**Reading passage:**
────
Six DIY gadgets that improve life in the developing world

One is a printer that can spit out a mud home.

By Cat DiStasio

Around the world, inventors are coming up with amazing DIY gadgets perfectly suited for use in rural and off-grid areas. These gadgets translate into a huge improvement in quality of life for those who use them, by paving the way for affordable housing made from mud, effective energy-free lighting where there was previously darkness, and easy access to clean water. A 14-year-old Indian inventor even created a clever way to quickly launder clothes without electricity. With each of these innovations comes a story of true creativity triumphing over necessity, resulting in a simple, low-cost product that leaves a lasting impact on the lives of people who use them.

3D-printed mud homes

The world's largest delta-style 3D printer stands 40 feet tall and can "print" a house from mud for around $50. The homes take advantage of the natural insulating properties of earth, and they can be made for close to zero cost using locally available materials. The 3D printer can lay down around three feet of mud each day, pausing at certain intervals for doors and windows to be manually installed. Hundreds of thousands of people are in need of new housing structures each year, according to the United Nations, and solutions like these could address the issue.

DIY solar desalination machine

Water is essential for life, but it can be hard to come by in the Gaza region. One local man took his water needs into his own hands by creating a DIY solar desalination machine that can generate 2.6 gallons of fresh water in a single day. Fayez al-Hindi built a simple distillation tank on his roof that separates clean water from pollutants and salt, which supplies his family with just enough fresh water for their daily needs. Taking his DIY effort a step farther, al-Hindi also helps other local residents build their own distillation systems, since 90 percent of the local drinking water is considered unsafe for human consumption following decades of Israeli-Palestinian conflict.
────
**Goal 1:** Could you copy out the whole article on DIY gadgets for the developing world, word for word?
────
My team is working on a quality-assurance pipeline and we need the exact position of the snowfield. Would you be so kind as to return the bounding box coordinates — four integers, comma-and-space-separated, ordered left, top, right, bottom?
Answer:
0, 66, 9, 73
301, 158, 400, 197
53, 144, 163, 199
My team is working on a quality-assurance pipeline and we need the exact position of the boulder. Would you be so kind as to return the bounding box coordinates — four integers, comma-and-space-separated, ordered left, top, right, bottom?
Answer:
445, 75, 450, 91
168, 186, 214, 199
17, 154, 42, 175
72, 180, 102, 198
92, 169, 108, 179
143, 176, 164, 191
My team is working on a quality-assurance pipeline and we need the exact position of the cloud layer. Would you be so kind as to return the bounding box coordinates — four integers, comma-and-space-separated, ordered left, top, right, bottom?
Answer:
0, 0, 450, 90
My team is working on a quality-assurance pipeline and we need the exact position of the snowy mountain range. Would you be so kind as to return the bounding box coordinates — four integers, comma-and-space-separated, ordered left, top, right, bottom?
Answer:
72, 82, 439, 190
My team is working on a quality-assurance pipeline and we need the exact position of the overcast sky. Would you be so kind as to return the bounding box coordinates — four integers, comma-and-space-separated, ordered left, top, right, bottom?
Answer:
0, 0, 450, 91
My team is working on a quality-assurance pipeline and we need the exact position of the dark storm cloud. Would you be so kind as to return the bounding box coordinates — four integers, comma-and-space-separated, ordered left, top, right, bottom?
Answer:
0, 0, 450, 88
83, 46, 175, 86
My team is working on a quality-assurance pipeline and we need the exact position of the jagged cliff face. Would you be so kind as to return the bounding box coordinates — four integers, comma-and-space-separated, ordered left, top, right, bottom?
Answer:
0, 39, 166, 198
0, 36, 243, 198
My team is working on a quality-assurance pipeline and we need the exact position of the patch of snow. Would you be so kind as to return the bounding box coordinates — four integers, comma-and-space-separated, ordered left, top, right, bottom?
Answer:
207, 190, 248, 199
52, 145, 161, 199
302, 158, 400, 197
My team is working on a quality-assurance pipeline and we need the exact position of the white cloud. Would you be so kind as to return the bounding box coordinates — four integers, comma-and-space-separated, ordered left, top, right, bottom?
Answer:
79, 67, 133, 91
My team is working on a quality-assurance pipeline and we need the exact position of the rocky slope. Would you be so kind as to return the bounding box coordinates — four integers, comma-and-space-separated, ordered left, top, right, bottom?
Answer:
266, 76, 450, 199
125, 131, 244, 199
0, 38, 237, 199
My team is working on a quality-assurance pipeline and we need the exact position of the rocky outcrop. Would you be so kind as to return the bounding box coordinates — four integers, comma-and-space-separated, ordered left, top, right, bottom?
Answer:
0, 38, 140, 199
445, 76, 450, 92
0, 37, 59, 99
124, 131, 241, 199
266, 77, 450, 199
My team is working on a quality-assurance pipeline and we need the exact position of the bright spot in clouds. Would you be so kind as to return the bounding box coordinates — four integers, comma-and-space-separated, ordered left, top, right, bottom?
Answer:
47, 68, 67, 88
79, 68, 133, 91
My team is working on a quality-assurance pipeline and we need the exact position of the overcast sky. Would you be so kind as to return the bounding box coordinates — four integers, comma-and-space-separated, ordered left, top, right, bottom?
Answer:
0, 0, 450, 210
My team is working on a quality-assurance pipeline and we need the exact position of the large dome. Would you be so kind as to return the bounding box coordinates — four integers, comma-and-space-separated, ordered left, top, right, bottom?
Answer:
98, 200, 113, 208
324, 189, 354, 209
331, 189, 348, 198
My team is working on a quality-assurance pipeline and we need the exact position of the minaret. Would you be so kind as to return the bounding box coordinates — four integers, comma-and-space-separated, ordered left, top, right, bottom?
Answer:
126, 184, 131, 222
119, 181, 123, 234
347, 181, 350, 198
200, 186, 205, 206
────
**Goal 2:** Can you swap "snowfield" for "glacier" in everything from the start of the rows down to the line containing "53, 144, 163, 199", and return only those lines with nothing else altered?

**Task response 1:**
Six DIY gadgets that improve life in the developing world

One is a printer that can spit out a mud home.

By Cat DiStasio

Around the world, inventors are coming up with amazing DIY gadgets perfectly suited for use in rural and off-grid areas. These gadgets translate into a huge improvement in quality of life for those who use them, by paving the way for affordable housing made from mud, effective energy-free lighting where there was previously darkness, and easy access to clean water. A 14-year-old Indian inventor even created a clever way to quickly launder clothes without electricity. With each of these innovations comes a story of true creativity triumphing over necessity, resulting in a simple, low-cost product that leaves a lasting impact on the lives of people who use them.

3D-printed mud homes

The world's largest delta-style 3D printer stands 40 feet tall and can "print" a house from mud for around $50. The homes take advantage of the natural insulating properties of earth, and they can be made for close to zero cost using locally available materials. The 3D printer can lay down around three feet of mud each day, pausing at certain intervals for doors and windows to be manually installed. Hundreds of thousands of people are in need of new housing structures each year, according to the United Nations, and solutions like these could address the issue.

DIY solar desalination machine

Water is essential for life, but it can be hard to come by in the Gaza region. One local man took his water needs into his own hands by creating a DIY solar desalination machine that can generate 2.6 gallons of fresh water in a single day. Fayez al-Hindi built a simple distillation tank on his roof that separates clean water from pollutants and salt, which supplies his family with just enough fresh water for their daily needs. Taking his DIY effort a step farther, al-Hindi also helps other local residents build their own distillation systems, since 90 percent of the local drinking water is considered unsafe for human consumption following decades of Israeli-Palestinian conflict.

**Task response 2:**
My team is working on a quality-assurance pipeline and we need the exact position of the glacier. Would you be so kind as to return the bounding box coordinates — four integers, comma-and-space-separated, ordered left, top, right, bottom?
Answer:
0, 66, 9, 73
301, 158, 400, 197
53, 144, 163, 199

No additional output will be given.